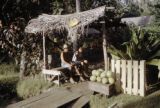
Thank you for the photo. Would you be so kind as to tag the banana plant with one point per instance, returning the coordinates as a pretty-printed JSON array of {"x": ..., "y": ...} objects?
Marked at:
[{"x": 141, "y": 46}]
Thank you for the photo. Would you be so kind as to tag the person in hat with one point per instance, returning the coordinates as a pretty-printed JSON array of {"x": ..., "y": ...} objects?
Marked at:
[{"x": 66, "y": 61}]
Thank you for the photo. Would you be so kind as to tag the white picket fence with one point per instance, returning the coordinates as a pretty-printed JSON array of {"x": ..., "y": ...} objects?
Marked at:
[{"x": 130, "y": 76}]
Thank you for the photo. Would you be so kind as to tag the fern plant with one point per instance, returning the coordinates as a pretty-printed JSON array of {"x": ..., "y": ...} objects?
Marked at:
[{"x": 142, "y": 45}]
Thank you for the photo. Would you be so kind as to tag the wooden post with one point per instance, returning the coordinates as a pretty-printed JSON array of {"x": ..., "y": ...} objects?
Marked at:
[
  {"x": 44, "y": 51},
  {"x": 78, "y": 8},
  {"x": 76, "y": 38},
  {"x": 105, "y": 47}
]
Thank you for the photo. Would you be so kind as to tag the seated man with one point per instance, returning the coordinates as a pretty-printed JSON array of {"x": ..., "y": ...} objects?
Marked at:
[
  {"x": 66, "y": 61},
  {"x": 80, "y": 62}
]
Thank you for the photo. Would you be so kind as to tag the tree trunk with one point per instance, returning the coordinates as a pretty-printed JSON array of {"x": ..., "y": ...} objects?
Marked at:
[
  {"x": 23, "y": 65},
  {"x": 76, "y": 38}
]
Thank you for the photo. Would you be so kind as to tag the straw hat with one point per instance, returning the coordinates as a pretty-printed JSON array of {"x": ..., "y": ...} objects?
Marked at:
[
  {"x": 73, "y": 22},
  {"x": 65, "y": 46}
]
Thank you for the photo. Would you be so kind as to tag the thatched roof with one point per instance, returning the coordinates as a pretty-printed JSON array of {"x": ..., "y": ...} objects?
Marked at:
[
  {"x": 138, "y": 21},
  {"x": 45, "y": 23}
]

_ _ _ _ _ _ _

WHAT THE TASK REQUIRES:
Will you restate every entry word for word and omit the images?

RESULT FOR THIS EXERCISE:
Thank you for the photo. Would you be so kind as to tag the banana plant with one point per instance, returning the coordinates as a pretty-printed JSON array of {"x": ..., "y": ...} objects?
Marked at:
[{"x": 141, "y": 46}]
Thank you for the photo. Would you be so kind as to tag the person in hat with one point per instance, returning the coordinates as a pretty-printed JSON array of {"x": ..., "y": ...} objects?
Marked at:
[{"x": 66, "y": 61}]
Thank you for the photo. Would you be so kind as to tag the white picket fence with one point per instance, returning the coordinates as a pretty-printed JSON array of {"x": ..., "y": ...} objects?
Marked at:
[{"x": 130, "y": 76}]
Thank you for the photo. Would you be so kind as to tag the fern plant with one point per instance, returning the coordinates as a pretty-printed JSON array of {"x": ..., "y": ...} objects?
Marked at:
[{"x": 142, "y": 45}]
Thank you for the photo. Would you be so kind as to tag the wooden post with one point per instance, returning the coordinates as a pretty-printed JSON array of {"x": ..., "y": ...} objects?
Marked at:
[
  {"x": 44, "y": 51},
  {"x": 78, "y": 8},
  {"x": 76, "y": 38},
  {"x": 105, "y": 47}
]
Thank you for the photo. Would you be so kind as to tag the seated man with one point per instance, returning the coordinates as a pretty-printed JSON array of {"x": ..., "y": ...} objects?
Marked at:
[
  {"x": 66, "y": 61},
  {"x": 80, "y": 62}
]
Thank you for the photo. Would you be so kind as to tag the tree trunk with one point per instance, returning the coordinates as a pretty-printed JSON array of {"x": ..., "y": ...} objects?
Marked at:
[
  {"x": 23, "y": 65},
  {"x": 76, "y": 38}
]
Thank you for the photo. Would you be so kind as to tag the straw hat with one point per instance, returning the coordinates as a pretty-printed JSON array of {"x": ..., "y": ...} objects?
Marked at:
[
  {"x": 73, "y": 22},
  {"x": 65, "y": 46}
]
Thank you for the photo. Would you be so kind as to tag the thatched roof with one point per instance, returning the coordinates as a pretty-printed JSON array of {"x": ..., "y": ...} objects?
Marked at:
[
  {"x": 138, "y": 21},
  {"x": 45, "y": 23}
]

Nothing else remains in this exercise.